Excerpted passage:
..............................
When Dalton Sturm left the pocket and scrambled downfield, a mother’s heart leaped. As Sturm eluded defenders and sprinted 51 yards to score, a mother’s feet left the ground.
From section 114, row 7 of the Alamodome, Gaylynn Diebel jumped and cheered, her light brown eyes turning wet. There was her son, the University of Texas at San Antonio (UTSA) quarterback, living out his dream, a crowd of 22,380 roaring its approval.
Long odds and circumstance said this could not be happening. But there was young Sturm, shattering the former, defying the latter, sweeping his right hand across the jubilant reach of congratulatory fans in the end zone.
“It was amazing,” Gaylynn said. “I was so proud. I was fighting back tears.”
She may not have been the only one. Sturm is a lump-in-the-throat star, a small-town kid with a too-small frame who rose above skepticism and doubt to achieve what no one expected.
How many quarterbacks with a mere whiff of interest from Division II walk onto a Division I program, earn a scholarship, beat out a star transfer and lead their team to victory in the season-opener?
Sturm did. He completed 20 of 25 passes for 274 yards and two touchdowns against Alabama State. He ran 51 yards for another touchdown in the 26-13 victory. Sturm wasn’t perfect. He threw one interception. But he also took another step in a journey no one saw coming.
..............................
Raw records:
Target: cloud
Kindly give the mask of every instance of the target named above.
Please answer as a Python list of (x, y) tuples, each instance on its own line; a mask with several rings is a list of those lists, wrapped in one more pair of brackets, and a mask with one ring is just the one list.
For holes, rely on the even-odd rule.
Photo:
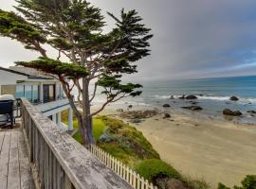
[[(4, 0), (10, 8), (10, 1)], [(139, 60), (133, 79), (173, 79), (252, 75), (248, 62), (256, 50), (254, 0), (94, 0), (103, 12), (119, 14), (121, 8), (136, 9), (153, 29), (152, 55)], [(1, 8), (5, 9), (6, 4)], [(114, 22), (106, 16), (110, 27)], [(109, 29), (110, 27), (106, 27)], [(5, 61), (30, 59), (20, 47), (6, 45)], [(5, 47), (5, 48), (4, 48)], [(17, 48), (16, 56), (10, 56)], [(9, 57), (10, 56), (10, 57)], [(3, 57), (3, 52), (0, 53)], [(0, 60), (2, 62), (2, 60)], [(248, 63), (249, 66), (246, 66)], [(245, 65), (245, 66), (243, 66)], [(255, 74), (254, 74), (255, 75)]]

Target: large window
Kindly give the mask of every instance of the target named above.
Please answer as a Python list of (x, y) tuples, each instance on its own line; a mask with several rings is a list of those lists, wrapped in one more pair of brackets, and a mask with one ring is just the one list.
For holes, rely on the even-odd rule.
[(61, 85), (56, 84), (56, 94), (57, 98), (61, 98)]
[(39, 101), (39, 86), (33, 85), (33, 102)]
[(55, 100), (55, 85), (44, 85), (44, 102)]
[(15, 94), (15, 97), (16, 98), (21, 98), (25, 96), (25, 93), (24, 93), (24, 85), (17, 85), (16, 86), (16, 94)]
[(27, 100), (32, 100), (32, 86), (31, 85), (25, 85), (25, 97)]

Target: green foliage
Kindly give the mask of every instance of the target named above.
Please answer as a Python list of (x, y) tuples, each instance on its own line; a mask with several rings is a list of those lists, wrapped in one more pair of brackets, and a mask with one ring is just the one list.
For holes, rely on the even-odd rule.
..............................
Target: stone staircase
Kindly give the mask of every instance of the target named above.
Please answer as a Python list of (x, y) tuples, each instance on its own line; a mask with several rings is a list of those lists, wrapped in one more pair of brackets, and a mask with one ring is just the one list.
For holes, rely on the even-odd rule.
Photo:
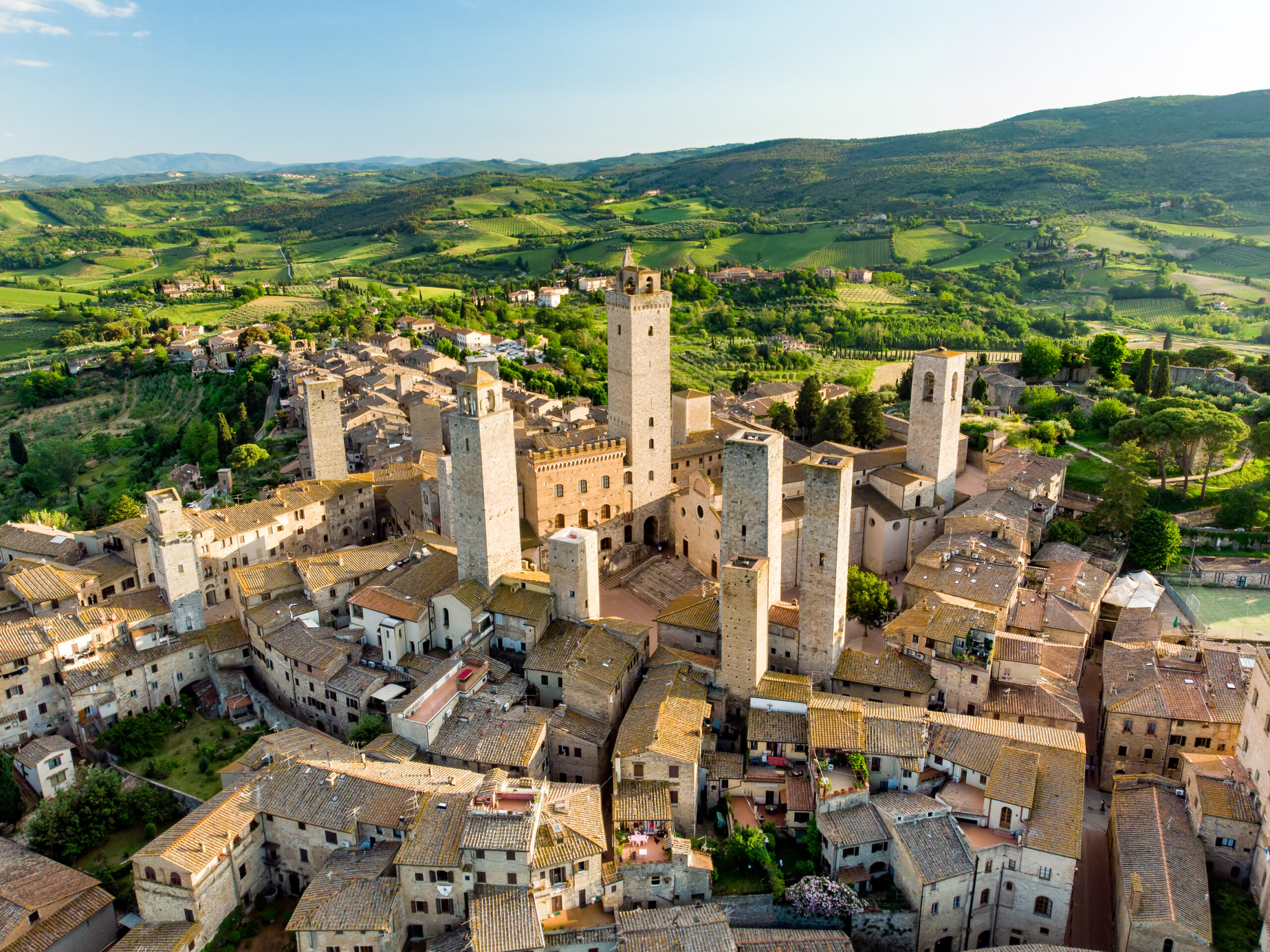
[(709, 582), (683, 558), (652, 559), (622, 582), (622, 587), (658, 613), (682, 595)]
..............................
Your tasks:
• A. In the Dalton Sturm article, what was the final score of the victory over Alabama State?
• B. For each statement, say whether it agrees with the Dalton Sturm article, and quote the words from the article that decide it. (i) Gaylynn Diebel watched the game from section 114, row 7 of the Alamodome. (ii) Sturm threw no interceptions in the game. (iii) Sturm completed 20 of 25 passes.
• C. Please quote everything in the Dalton Sturm article from "From section 114, row" down to "the end zone.".

Task-by-task answers:
• A. 26-13

• B.
(i) Yes: "From section 114, row 7 of the Alamodome, Gaylynn Diebel jumped and cheered"
(ii) No: "He threw one interception."
(iii) Yes: "He completed 20 of 25 passes for 274 yards and two touchdowns against Alabama State."

• C.
From section 114, row 7 of the Alamodome, Gaylynn Diebel jumped and cheered, her light brown eyes turning wet. There was her son, the University of Texas at San Antonio (UTSA) quarterback, living out his dream, a crowd of 22,380 roaring its approval.
Long odds and circumstance said this could not be happening. But there was young Sturm, shattering the former, defying the latter, sweeping his right hand across the jubilant reach of congratulatory fans in the end zone.